## Exercise set
1. In one to three sentences, explain why the summary on Down syndrome and congenital heart disease links shunt repair within the first year of life to better long-term survival.
2. Write what comes next in the summary on Down syndrome and congenital heart disease, starting after its final sentence.

## Page excerpt

____________

Survival of Patients With Down Syndrome and Congenital Heart Disease
What is the impact of Down syndrome (DS) and Eisenmenger syndrome (ES) in the survival of patients with congenital heart disease (CHD)?
Using the National German Registry for CHD, patients with DS were identified and stratified according to the development of ES (defined as pulmonary hypertension with cyanosis and a nonrestrictive intra- or extra-cardiac communication). Patients with atrial septal defects alone were excluded.
A total of 894 patients were included in the study, 84% of whom were intervened upon, with 57% of procedures performed within the first year of life. Reflecting current practice, the likelihood of therapy before 1 year of age ranged from 0% in the 1950s, 2% in the 1970s, and 86% for the years 2000 and beyond. Over a median follow-up of approximately 18 years, 60 developed ES, 53% of whom came from the 1950s cohort, with only 0.5% from the post-year 2000 cohort. Those intervened upon beyond the first year of life had a significantly increased risk for developing ES. The most common diagnosis was atrioventricular (AV) canal defect, but patent ductus arteriosus (PDA) was the most common lesion for those with ES. The median age at death was 22 years, with a 75% survival for the entire cohort at age 40 years. ES is the only significant predictor of outcome after adjustment for age and era of birth. DS patients had an overall worse survival compared to the general German population, with or without ES, although survival was worse in the former.
ES is detrimental to the survival of patients with DS and CHD. Repair of significant left-to-right shunts within the first year of life improves the long-term survival of patients with DS, although their longevity does not approach that of the general German population.

____________

## Data for review
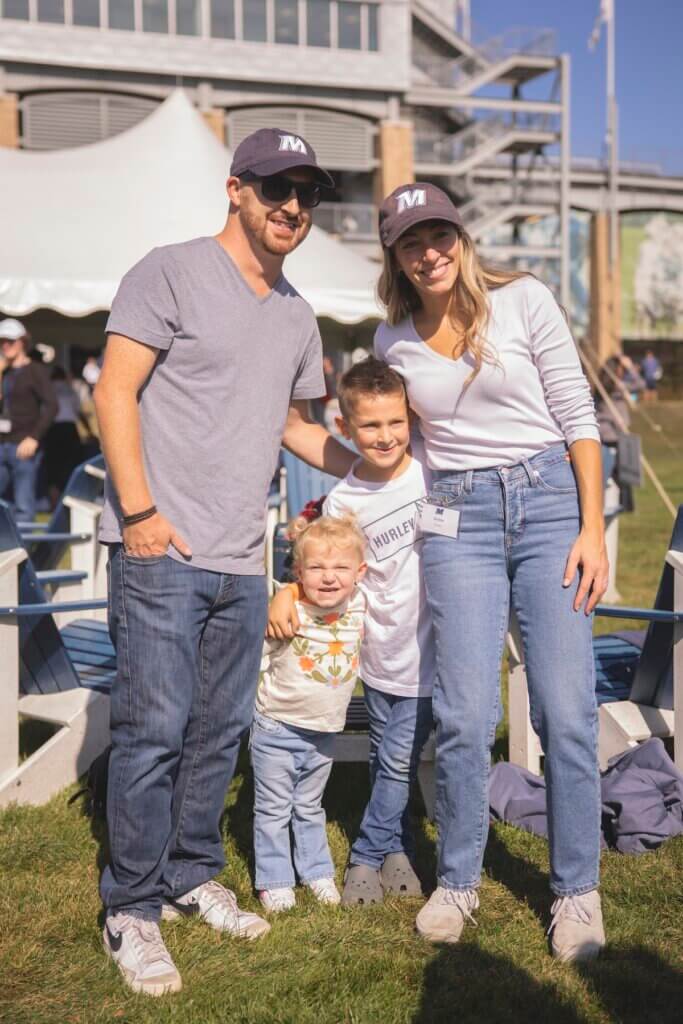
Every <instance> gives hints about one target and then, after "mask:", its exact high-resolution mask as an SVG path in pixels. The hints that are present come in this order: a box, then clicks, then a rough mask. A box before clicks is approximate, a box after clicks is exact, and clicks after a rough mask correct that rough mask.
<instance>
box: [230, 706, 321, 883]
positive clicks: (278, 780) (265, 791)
mask: <svg viewBox="0 0 683 1024" xmlns="http://www.w3.org/2000/svg"><path fill="white" fill-rule="evenodd" d="M250 748H251V761H252V766H253V769H254V857H255V861H256V872H255V874H256V877H255V886H256V889H258V890H261V889H287V888H291V887H293V886H294V885H295V881H296V880H295V876H294V868H295V867H296V873H297V874H298V877H299V880H300V881H301V882H303V883H310V882H315V881H316V879H331V878H333V877H334V873H335V869H334V864H333V863H332V857H331V856H330V848H329V846H328V838H327V835H326V830H325V823H326V816H325V811H324V809H323V806H322V800H323V794H324V792H325V786H326V784H327V781H328V778H329V777H330V771H331V770H332V762H333V759H334V749H335V733H334V732H312V731H311V730H309V729H299V728H296V727H295V726H293V725H287V724H286V723H284V722H279V721H276V720H275V719H273V718H268V717H266V716H265V715H260V714H259V713H258V712H256V713H255V715H254V723H253V725H252V729H251V741H250ZM290 825H291V826H292V843H290ZM293 861H294V862H293Z"/></svg>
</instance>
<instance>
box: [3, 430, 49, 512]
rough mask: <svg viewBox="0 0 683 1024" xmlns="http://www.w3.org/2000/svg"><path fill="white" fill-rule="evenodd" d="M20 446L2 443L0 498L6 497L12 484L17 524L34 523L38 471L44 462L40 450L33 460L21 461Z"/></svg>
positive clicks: (34, 456)
mask: <svg viewBox="0 0 683 1024" xmlns="http://www.w3.org/2000/svg"><path fill="white" fill-rule="evenodd" d="M17 446H18V445H16V444H10V443H9V442H8V441H0V498H3V497H4V496H5V493H6V490H7V487H8V486H9V484H10V482H11V484H12V490H13V496H14V497H13V500H12V506H13V512H14V518H15V519H16V520H17V522H33V520H34V519H35V518H36V486H37V484H38V470H39V469H40V464H41V462H42V461H43V453H42V451H41V450H40V449H39V450H38V451H37V452H36V454H35V456H34V457H33V459H19V458H17V455H16V449H17Z"/></svg>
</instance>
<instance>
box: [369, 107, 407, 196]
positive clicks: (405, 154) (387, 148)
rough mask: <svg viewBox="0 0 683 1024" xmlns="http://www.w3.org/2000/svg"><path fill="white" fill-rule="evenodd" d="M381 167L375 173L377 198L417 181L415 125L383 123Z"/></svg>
mask: <svg viewBox="0 0 683 1024" xmlns="http://www.w3.org/2000/svg"><path fill="white" fill-rule="evenodd" d="M378 155H379V161H380V163H379V167H378V168H377V171H376V172H375V198H376V201H377V202H378V203H381V202H382V200H383V199H384V197H385V196H388V194H389V193H390V191H393V189H394V188H397V187H398V185H402V184H404V183H405V182H408V181H415V168H414V160H413V125H412V123H411V122H410V121H381V122H380V126H379V154H378Z"/></svg>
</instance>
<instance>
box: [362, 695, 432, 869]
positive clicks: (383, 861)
mask: <svg viewBox="0 0 683 1024" xmlns="http://www.w3.org/2000/svg"><path fill="white" fill-rule="evenodd" d="M364 689H365V693H366V705H367V707H368V718H369V724H370V729H369V731H370V781H371V785H372V793H371V795H370V801H369V803H368V806H367V807H366V811H365V813H364V815H362V821H361V822H360V829H359V831H358V838H357V839H356V841H355V843H354V844H353V846H352V847H351V853H350V856H349V863H351V864H368V865H369V866H370V867H376V868H378V869H379V868H380V867H381V866H382V864H383V863H384V858H385V857H386V856H387V855H388V854H390V853H405V854H408V856H409V857H411V858H413V857H414V855H415V841H414V838H413V833H412V829H411V825H410V813H409V809H408V802H409V798H410V791H411V782H412V781H414V779H415V777H416V774H417V770H418V761H419V759H420V754H421V752H422V749H423V746H424V745H425V743H426V741H427V738H428V736H429V733H430V732H431V729H432V709H431V705H432V702H431V697H401V696H396V695H395V694H393V693H384V692H383V691H382V690H377V689H375V688H373V687H372V686H367V685H366V684H365V683H364Z"/></svg>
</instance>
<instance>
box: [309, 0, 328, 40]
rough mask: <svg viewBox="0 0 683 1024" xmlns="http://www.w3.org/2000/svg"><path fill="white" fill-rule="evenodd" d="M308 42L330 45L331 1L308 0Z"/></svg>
mask: <svg viewBox="0 0 683 1024" xmlns="http://www.w3.org/2000/svg"><path fill="white" fill-rule="evenodd" d="M306 42H307V43H308V45H309V46H329V45H330V0H306Z"/></svg>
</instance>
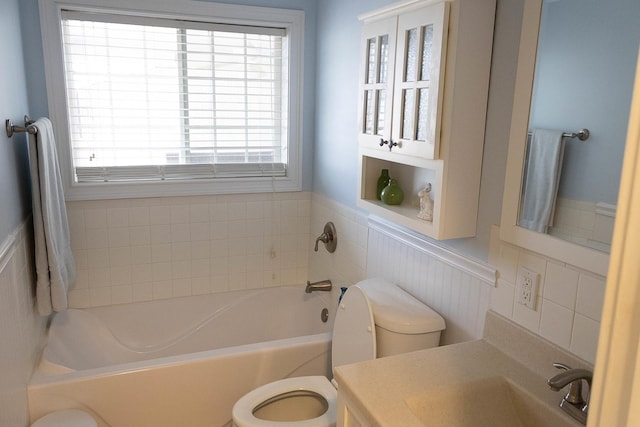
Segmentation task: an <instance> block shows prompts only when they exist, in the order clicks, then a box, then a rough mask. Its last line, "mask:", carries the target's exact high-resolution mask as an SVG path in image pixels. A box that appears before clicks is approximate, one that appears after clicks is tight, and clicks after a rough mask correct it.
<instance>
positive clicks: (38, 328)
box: [0, 220, 46, 426]
mask: <svg viewBox="0 0 640 427" xmlns="http://www.w3.org/2000/svg"><path fill="white" fill-rule="evenodd" d="M31 230H32V225H31V221H30V220H28V221H25V222H24V223H23V224H21V225H20V226H19V227H18V228H17V229H16V230H14V232H13V233H11V234H10V235H9V236H8V237H7V238H6V239H5V240H4V241H2V242H0V336H1V337H2V345H1V347H0V378H2V379H1V380H0V395H2V399H0V425H1V426H26V425H29V408H28V403H27V383H28V382H29V379H30V378H31V373H32V372H33V369H34V366H35V364H36V362H37V357H38V355H39V351H40V349H41V347H42V342H43V339H44V330H45V324H46V318H44V317H40V316H39V315H38V311H37V309H36V308H35V297H34V294H35V270H34V266H33V243H32V242H33V237H32V234H33V233H32V232H31Z"/></svg>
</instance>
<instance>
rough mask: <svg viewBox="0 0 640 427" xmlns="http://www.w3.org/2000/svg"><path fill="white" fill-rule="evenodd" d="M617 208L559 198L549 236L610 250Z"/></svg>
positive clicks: (568, 240) (600, 249)
mask: <svg viewBox="0 0 640 427" xmlns="http://www.w3.org/2000/svg"><path fill="white" fill-rule="evenodd" d="M615 211H616V207H615V206H613V205H610V204H606V203H595V202H588V201H582V200H573V199H567V198H562V197H560V198H558V200H557V203H556V211H555V214H554V224H553V227H551V228H550V229H549V234H551V235H553V236H557V237H560V238H562V239H564V240H568V241H572V242H575V243H578V244H580V245H583V246H589V247H592V248H594V249H598V250H607V251H609V250H611V238H612V236H613V224H614V222H615Z"/></svg>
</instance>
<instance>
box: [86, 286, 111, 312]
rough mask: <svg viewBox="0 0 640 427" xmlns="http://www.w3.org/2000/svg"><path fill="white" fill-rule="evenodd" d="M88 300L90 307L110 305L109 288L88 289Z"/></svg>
mask: <svg viewBox="0 0 640 427" xmlns="http://www.w3.org/2000/svg"><path fill="white" fill-rule="evenodd" d="M89 300H90V302H91V307H100V306H104V305H110V304H111V287H110V286H109V287H101V288H90V289H89Z"/></svg>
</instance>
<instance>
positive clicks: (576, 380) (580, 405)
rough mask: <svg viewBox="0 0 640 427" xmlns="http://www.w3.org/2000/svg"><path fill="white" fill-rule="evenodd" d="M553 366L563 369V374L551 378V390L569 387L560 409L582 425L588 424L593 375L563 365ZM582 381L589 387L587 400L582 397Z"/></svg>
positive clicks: (586, 371) (549, 380) (587, 371)
mask: <svg viewBox="0 0 640 427" xmlns="http://www.w3.org/2000/svg"><path fill="white" fill-rule="evenodd" d="M553 366H555V367H556V368H558V369H562V370H563V372H561V373H559V374H558V375H556V376H554V377H551V378H549V380H548V381H547V384H549V387H551V390H553V391H560V390H561V389H562V388H563V387H566V386H567V385H569V391H568V392H567V394H566V395H565V396H564V397H563V398H562V400H561V401H560V408H562V409H563V410H564V411H565V412H566V413H568V414H569V415H571V416H572V417H573V418H575V419H576V420H578V421H579V422H581V423H582V424H587V413H588V410H589V397H590V395H591V379H592V378H593V373H592V372H591V371H588V370H586V369H571V368H570V367H568V366H567V365H565V364H562V363H554V364H553ZM582 380H585V381H586V382H587V384H588V385H589V395H587V398H586V399H585V398H584V397H582Z"/></svg>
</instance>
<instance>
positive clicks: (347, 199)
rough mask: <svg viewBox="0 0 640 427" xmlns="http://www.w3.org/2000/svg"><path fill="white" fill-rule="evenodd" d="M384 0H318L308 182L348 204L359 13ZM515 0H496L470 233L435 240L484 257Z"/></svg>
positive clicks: (519, 29) (503, 175) (356, 143)
mask: <svg viewBox="0 0 640 427" xmlns="http://www.w3.org/2000/svg"><path fill="white" fill-rule="evenodd" d="M392 3H395V1H390V0H349V1H344V0H319V2H318V35H317V60H316V79H317V86H316V102H315V109H316V120H315V127H316V136H315V146H314V162H313V189H314V191H315V192H317V193H320V194H322V195H324V196H327V197H329V198H331V199H333V200H336V201H337V202H340V203H342V204H344V205H347V206H349V207H355V201H356V194H357V189H356V185H357V174H358V173H359V171H358V156H357V152H358V148H357V110H358V109H357V105H358V104H357V102H358V67H359V61H358V60H359V51H360V31H361V29H362V24H361V23H360V22H359V21H358V19H357V16H358V15H359V14H362V13H365V12H369V11H372V10H374V9H376V8H379V7H383V6H385V5H388V4H392ZM521 21H522V0H498V1H497V11H496V26H495V40H494V48H493V57H492V61H493V62H492V64H493V65H492V70H491V82H490V93H489V104H488V112H487V128H486V134H485V135H486V138H485V148H484V156H483V169H482V178H481V189H480V206H479V211H478V226H477V235H476V237H475V238H472V239H459V240H449V241H445V242H441V243H440V244H443V245H445V246H448V247H449V248H451V249H454V250H456V251H458V252H462V253H465V254H467V255H470V256H473V257H476V258H479V259H482V260H486V259H487V256H488V251H489V238H490V230H491V225H492V224H498V223H499V222H500V211H501V206H502V190H503V186H504V173H505V164H506V154H507V145H508V139H509V128H510V120H511V108H512V102H513V87H514V82H515V67H516V61H517V53H518V42H519V35H520V23H521Z"/></svg>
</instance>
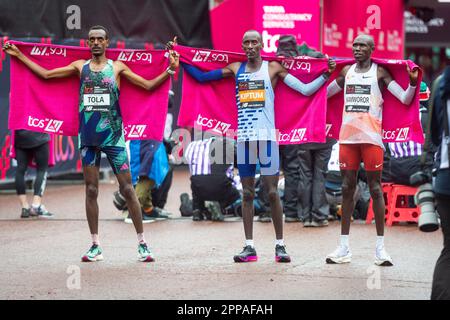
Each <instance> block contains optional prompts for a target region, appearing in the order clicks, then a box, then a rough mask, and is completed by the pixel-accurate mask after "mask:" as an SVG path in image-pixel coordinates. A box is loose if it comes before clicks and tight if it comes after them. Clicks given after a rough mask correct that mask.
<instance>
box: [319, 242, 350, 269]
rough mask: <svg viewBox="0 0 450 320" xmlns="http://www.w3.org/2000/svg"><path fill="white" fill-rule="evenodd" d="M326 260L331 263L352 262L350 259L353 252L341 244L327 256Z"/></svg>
mask: <svg viewBox="0 0 450 320" xmlns="http://www.w3.org/2000/svg"><path fill="white" fill-rule="evenodd" d="M325 261H326V263H329V264H336V263H337V264H341V263H350V261H352V253H351V252H350V248H349V247H346V246H343V245H339V246H338V247H337V249H336V250H334V251H333V252H332V253H330V254H329V255H328V256H327V259H326V260H325Z"/></svg>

____________

## Results of the exercise
1. Patients who were treated after the first year of life had a significantly higher risk of developing Eisenmenger syndrome. After adjusting for age and era of birth, Eisenmenger syndrome was the only significant predictor of outcome and was harmful to survival. Early repair of significant left-to-right shunts therefore improves long-term survival.

2.
In first-world countries, significant left-to-right shunts in patients with DS are intervened upon within the first year of life. That a PDA is the most common lesion in those with ES emphasizes the need for vigilance in screening and treating DS patients. This large database study gives credence to this practice, which has become the standard of care in the United States. The conclusions that: 1) ES is detrimental to survival, and 2) early correction of significant left-to-right shunts (in those in whom biventricular repair is possible) decreases the incidence of ES, are not novel. In the current era, a more perplexing question is whether to proceed with a single-ventricle type palliation in a patient with DS and an unbalanced AV canal defect. The information reiterated in this study that the risk for ES increases with age, underscores the need to perform early palliative procedures to limit pulmonary blood flow in patients with DS and large left-to-right shunts, in whom a biventricular repair cannot be achieved.